## BEGIN TASK INPUT
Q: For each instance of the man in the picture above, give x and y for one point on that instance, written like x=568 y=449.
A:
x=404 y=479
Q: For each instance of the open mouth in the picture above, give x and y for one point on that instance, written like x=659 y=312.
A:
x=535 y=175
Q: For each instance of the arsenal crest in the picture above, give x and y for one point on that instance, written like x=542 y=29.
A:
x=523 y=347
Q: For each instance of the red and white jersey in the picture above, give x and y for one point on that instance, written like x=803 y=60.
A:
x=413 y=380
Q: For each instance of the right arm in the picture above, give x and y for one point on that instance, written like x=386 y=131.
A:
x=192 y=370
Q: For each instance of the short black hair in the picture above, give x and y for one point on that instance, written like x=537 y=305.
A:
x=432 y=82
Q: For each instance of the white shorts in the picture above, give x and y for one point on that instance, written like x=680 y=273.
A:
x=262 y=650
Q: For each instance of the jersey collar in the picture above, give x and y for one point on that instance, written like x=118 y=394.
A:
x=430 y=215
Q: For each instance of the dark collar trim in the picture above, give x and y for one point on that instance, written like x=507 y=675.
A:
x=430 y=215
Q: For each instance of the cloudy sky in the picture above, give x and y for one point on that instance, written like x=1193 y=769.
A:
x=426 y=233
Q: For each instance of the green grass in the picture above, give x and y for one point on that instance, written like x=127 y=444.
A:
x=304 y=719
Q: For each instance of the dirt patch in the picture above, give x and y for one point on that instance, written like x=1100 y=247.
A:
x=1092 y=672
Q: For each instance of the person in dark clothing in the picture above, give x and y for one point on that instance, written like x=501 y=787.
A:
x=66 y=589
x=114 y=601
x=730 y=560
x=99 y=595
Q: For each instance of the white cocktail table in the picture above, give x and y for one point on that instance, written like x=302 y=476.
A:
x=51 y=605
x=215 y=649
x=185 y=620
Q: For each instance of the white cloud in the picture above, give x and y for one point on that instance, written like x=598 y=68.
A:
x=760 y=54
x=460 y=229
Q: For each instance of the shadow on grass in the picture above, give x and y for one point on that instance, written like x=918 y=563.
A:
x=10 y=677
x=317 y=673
## END TASK INPUT
• WHAT THIS TASK INVOLVES:
Reproduce all the records above with every occurrence of "one point" renamed to "a single point", leaving everything else unchanged.

• ANSWER TO THIS PROBLEM:
Q: For each instance of the man in the picture above, give x and y for a single point on that instance, written like x=568 y=449.
A:
x=404 y=479
Q: For each instance of the open mouth in the picture above, give x and y for a single point on that instance, written like x=659 y=312.
A:
x=535 y=175
Q: For each instance of the arsenal crest in the picture above, give x and y for a single point on that instance, written like x=542 y=29.
A:
x=523 y=347
Q: For each instance of the red and white jersey in the picture above, give x and y for a single point on that instance, written like x=803 y=60.
A:
x=413 y=380
Q: For each instance of the right arm in the picture above, give x and y for a single point on that instance, written like x=386 y=131.
A:
x=192 y=370
Q: For each instance of the short black hair in the picture above, give x and y for a single point on that instance, written like x=537 y=305.
A:
x=432 y=82
Q: For each instance of the white shorts in the picture above, give x and y for a single point on that instance, written like x=680 y=273.
A:
x=262 y=650
Q: For each instance of the jersey collar in the picture above, give x and y for a single point on that instance, written like x=118 y=394.
A:
x=430 y=215
Q: For each instance of the dark collar trim in the picture above, give x and y for a single point on that instance, written like x=507 y=675.
A:
x=430 y=215
Q: For each instance of the cloudy sky in the picture above, give x and y for a single point on that instance, written like x=1193 y=769.
A:
x=426 y=233
Q: For each instance of the green grass in the picture above, give x and y for a single point on that instance, written like x=127 y=444.
A:
x=304 y=719
Q: For each instance of the dirt patch in the picture above, give x and y for a single point on that instance, written like x=1100 y=247.
A:
x=1092 y=672
Q: For each instance of the person in dark clothing in the picture above, give x and y for a single point on that instance, written like x=501 y=787.
A:
x=66 y=589
x=114 y=601
x=730 y=560
x=99 y=595
Q: For each instance of the white cocktail table in the picture above, give x and y for a single point on that instance, written like x=302 y=476.
A:
x=51 y=605
x=215 y=649
x=185 y=620
Q: For each instance of the white cloud in the picture above, give x and y for a single point on that instance, written like x=598 y=68.
A:
x=760 y=54
x=460 y=229
Q: For each instance of the shadow on grass in the picture above, give x and y for a single point on that instance, written like x=918 y=563.
A:
x=10 y=677
x=317 y=673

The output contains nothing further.